*Task inputs*.
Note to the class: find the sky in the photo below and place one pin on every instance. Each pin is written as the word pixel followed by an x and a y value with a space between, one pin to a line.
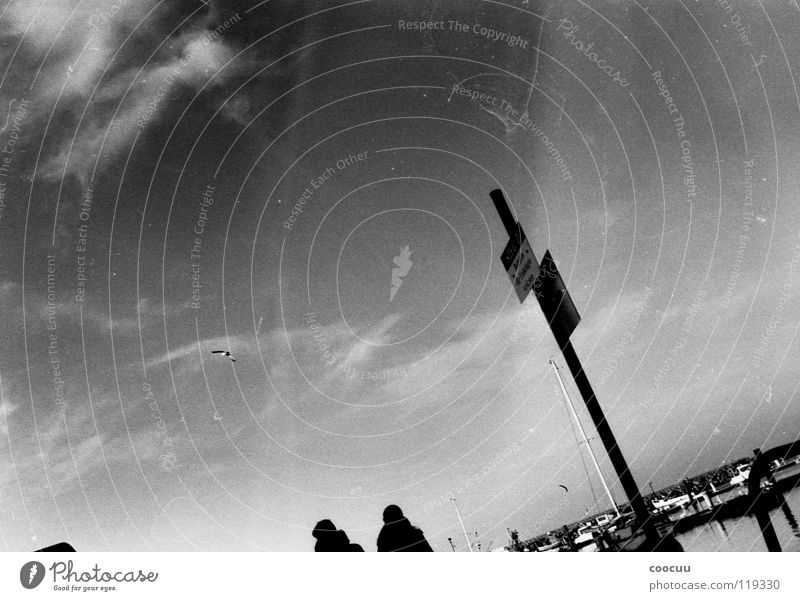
pixel 306 186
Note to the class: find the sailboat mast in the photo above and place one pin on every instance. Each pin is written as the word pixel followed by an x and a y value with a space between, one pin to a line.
pixel 583 434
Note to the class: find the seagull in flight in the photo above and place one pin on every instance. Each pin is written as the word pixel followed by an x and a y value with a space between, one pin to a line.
pixel 226 353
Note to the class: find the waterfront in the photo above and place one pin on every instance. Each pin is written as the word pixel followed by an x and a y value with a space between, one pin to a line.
pixel 742 533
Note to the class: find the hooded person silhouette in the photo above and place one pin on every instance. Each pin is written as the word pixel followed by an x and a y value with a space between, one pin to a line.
pixel 331 539
pixel 398 534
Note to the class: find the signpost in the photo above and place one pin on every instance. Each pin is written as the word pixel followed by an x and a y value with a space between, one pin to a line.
pixel 563 317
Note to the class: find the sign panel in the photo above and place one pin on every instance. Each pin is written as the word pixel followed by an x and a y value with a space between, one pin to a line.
pixel 555 301
pixel 520 263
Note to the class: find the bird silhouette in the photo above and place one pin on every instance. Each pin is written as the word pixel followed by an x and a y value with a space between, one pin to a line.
pixel 226 353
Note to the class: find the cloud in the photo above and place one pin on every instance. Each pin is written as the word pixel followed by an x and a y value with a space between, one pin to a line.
pixel 89 46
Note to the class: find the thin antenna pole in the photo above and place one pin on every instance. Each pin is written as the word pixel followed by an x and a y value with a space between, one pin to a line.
pixel 460 521
pixel 583 434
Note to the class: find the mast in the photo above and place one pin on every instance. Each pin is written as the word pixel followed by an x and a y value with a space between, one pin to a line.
pixel 583 434
pixel 460 521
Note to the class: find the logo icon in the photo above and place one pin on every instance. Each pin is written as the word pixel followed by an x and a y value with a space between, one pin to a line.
pixel 404 263
pixel 31 574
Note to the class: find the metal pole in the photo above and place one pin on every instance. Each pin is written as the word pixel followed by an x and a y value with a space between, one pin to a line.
pixel 585 439
pixel 460 521
pixel 606 435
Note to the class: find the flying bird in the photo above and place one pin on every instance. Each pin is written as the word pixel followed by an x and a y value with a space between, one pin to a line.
pixel 226 353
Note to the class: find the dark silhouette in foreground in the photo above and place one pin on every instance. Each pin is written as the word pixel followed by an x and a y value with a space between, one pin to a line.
pixel 398 534
pixel 57 548
pixel 331 539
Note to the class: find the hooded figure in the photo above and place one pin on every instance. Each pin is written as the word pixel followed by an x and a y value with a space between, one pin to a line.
pixel 398 534
pixel 331 539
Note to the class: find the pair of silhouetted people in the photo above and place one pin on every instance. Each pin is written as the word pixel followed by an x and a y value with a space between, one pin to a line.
pixel 397 534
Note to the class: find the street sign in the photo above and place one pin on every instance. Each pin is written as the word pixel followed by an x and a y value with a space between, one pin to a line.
pixel 520 264
pixel 555 301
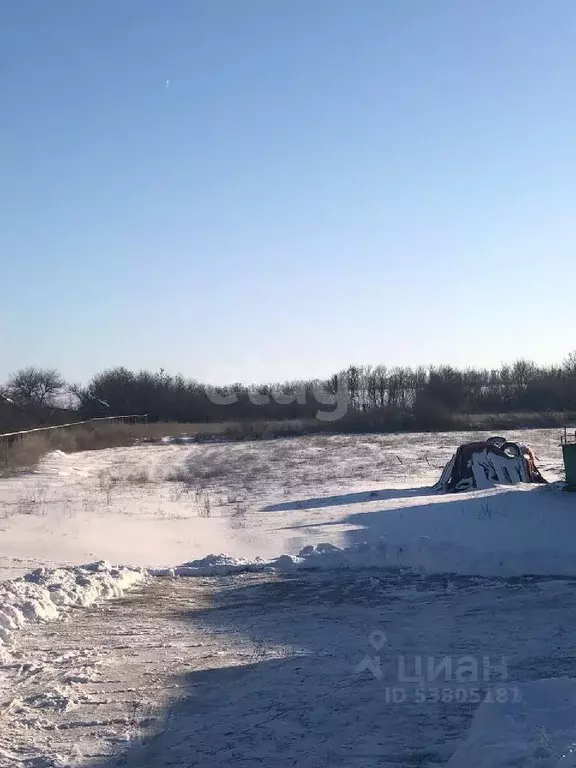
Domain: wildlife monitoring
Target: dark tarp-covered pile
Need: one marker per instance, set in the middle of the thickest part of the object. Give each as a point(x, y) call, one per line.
point(483, 464)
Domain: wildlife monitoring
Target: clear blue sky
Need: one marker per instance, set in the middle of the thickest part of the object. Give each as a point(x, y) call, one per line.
point(266, 189)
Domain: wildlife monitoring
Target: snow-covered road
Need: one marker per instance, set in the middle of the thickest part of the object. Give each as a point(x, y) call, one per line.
point(312, 670)
point(368, 656)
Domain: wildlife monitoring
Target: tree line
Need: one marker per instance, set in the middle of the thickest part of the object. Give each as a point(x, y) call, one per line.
point(375, 396)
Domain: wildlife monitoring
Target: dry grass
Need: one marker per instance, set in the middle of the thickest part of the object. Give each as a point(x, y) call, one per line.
point(24, 454)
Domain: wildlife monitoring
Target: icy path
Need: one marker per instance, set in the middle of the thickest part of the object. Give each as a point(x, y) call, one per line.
point(259, 670)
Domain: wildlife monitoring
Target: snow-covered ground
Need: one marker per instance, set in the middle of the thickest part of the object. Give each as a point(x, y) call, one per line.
point(355, 618)
point(157, 506)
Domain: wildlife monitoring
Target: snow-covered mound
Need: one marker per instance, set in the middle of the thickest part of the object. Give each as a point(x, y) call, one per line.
point(421, 555)
point(528, 724)
point(43, 594)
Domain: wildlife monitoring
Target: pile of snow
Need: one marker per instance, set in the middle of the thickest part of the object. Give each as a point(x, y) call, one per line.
point(532, 725)
point(43, 594)
point(421, 555)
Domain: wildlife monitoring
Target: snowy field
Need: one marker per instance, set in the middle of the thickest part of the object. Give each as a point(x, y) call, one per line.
point(353, 617)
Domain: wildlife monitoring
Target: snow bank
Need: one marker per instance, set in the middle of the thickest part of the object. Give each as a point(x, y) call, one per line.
point(534, 727)
point(43, 594)
point(422, 556)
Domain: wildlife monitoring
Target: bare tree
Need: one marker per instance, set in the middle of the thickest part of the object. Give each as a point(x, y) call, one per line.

*Work instructions*. Each line above must be set down exactly, though no picture should be carried over.

*Answer space*.
Note to the class: find the sky in the photo below and place one pin on every instance. Each pin is written as the word pixel followed by an x and a y value with a space between, one pin to a line.
pixel 306 186
Note to the class: find the sailboat mast in the photo above and place one pin on every instance. Each pin is written as the word pixel followed by an x and a y value with a space between, one pin to a line.
pixel 583 434
Note to the class: find the seagull in flight in the photo above and place one pin on every instance. Each pin is written as the word pixel followed by an x and a y value with a space between, one pin to a line.
pixel 226 353
Note to the class: find the waterfront in the photo above and place one pin on every instance. Each pin is written as the word pixel followed by an x and a y value with a space between, one pin to a line.
pixel 742 533
Note to the class: find the hooded person silhouette in the photo above and place one pin on every instance. Each pin is written as the word pixel followed by an x and a y value with a space between, one pin to a line.
pixel 331 539
pixel 398 534
Note to the class: find the signpost in the photo above and place one pin on every instance. Each pin is written as the word pixel followed by an x and a y value with a space between, one pin to a line.
pixel 563 317
Note to the class: find the sign panel in the photo above and place one pin on every instance. Each pin is written as the word pixel followed by an x and a y value with a space between, one pin to a line.
pixel 555 301
pixel 520 263
Note to the class: find the bird silhouette in the photo above and place one pin on every instance. Each pin is written as the word pixel followed by an x and a y value with a space between, one pin to a line.
pixel 226 353
Note to the class: find the cloud in the photo above and place one pin on every instance. Each pin is written as the word pixel followed by an x and a y value with a space between, one pin to a line.
pixel 89 46
Note to the class: find the thin antenna pole in the photo above and place one pin on every instance. Each pin is written as the word pixel followed by an x and a y value with a space between, one pin to a line.
pixel 460 521
pixel 583 434
Note to the class: find the mast in the photo above and place one pin on every instance. Each pin is written as the word pixel followed by an x and a y value with a space between, one pin to a line.
pixel 583 434
pixel 460 521
Note to the class: find the logo icon in the photo above and place one pin on every instance. Each pin is written as the word pixel followed by an x and a y value with a space between, one pin to a line.
pixel 404 263
pixel 31 574
Note to the class: find the metal pole in the photo above and place one pin on every instance. Each pin is written as the word pixel followed by an x and a y value with a space between, one pin to a line.
pixel 585 439
pixel 460 521
pixel 606 435
Note to the class: find the flying bird in the photo above and place one pin on every instance. Each pin is written as the word pixel followed by an x and a y value with a space between, one pin to a line.
pixel 226 353
Note to the class: find the dark silhouette in foreground in the photo above and place one pin on every instance. Each pin is written as the word pixel followed by an x and a y value with a space between, one pin to a line.
pixel 398 534
pixel 57 548
pixel 331 539
Note to the class: find the hooded figure in the photo above and place one pin on every instance. Each pin is written as the word pixel followed by an x and a y value with a space between, one pin to a line.
pixel 398 534
pixel 331 539
Note to the class: find the pair of silhouetted people in the photo above and place one pin on every instance. Each pin is written as the word pixel followed by an x and a y value with a space between, one pin to a line.
pixel 397 534
Note to the class: find the street sign in the photo above and place one pin on every instance. Each pin is written as the word pixel followed by an x and a y value with a space between, one pin to a line.
pixel 520 264
pixel 555 301
Domain: wildlife monitoring
Target: dark tarp-covered pile
Need: one marker per instance, set in the middle of the thickest part of the object. Give each as a point(x, y) call, one per line.
point(483, 464)
Domain: wildlife monitoring
Target: clear blue sky
Need: one marker per instance, set in the middle of the thickest part of the object. Give each as a point(x, y) call, one per line.
point(266, 189)
Domain: wildlife monitoring
Target: snow-covered road
Need: one marker per instance, set in the middle of the thickest part of the object. Give each as a point(x, y) call, one per line.
point(312, 670)
point(368, 656)
Domain: wildlife monitoring
Target: tree line
Need: one marker per instance, set in the middle of the thickest part of the object. Give each as a point(x, y) call, one per line.
point(375, 396)
Domain: wildlife monitoring
Target: dry grass
Need: one marker per instance, set in the middle of the thickest part of the object. Give each as a point(x, y) call, one per line.
point(24, 454)
Domain: wildlife monitoring
Target: icy path
Need: one marker per instance, set in the middle of the thickest part of the object. Give each as a point(x, y) call, one per line.
point(259, 670)
Domain: wildlife monitoring
Target: snow-covered ground
Need: one marker per instance, set in the middle of the thickest part of the object. Give each as a point(x, y) call, one per line.
point(355, 618)
point(157, 506)
Domain: wildlife monitoring
Target: snow-covered mound
Need: one marker per instance, set in the middle of the thickest part of the object. Give each as a point(x, y) call, one per line.
point(421, 555)
point(528, 724)
point(43, 594)
Domain: wildlife monitoring
Target: pile of snow
Need: one marker per instance, set in the middle of the thickest part of the object. Give each as a point(x, y) call, one per line.
point(532, 725)
point(43, 594)
point(421, 555)
Domain: wildlife monitoring
Target: snowy field
Need: one marker per instance, set in the middle of the thickest part of the object. Give each as a point(x, y) call, one per line.
point(353, 617)
Domain: wildlife monitoring
Target: snow bank
Need: one marker per instance, set in the middle of the thickest part of the object. Give each as a point(x, y) call, one per line.
point(534, 727)
point(43, 594)
point(422, 556)
Domain: wildlife monitoring
Target: bare tree
Need: one marker per instance, set in the middle of the thickest part of the object. Give each as a point(x, y) call, one per line.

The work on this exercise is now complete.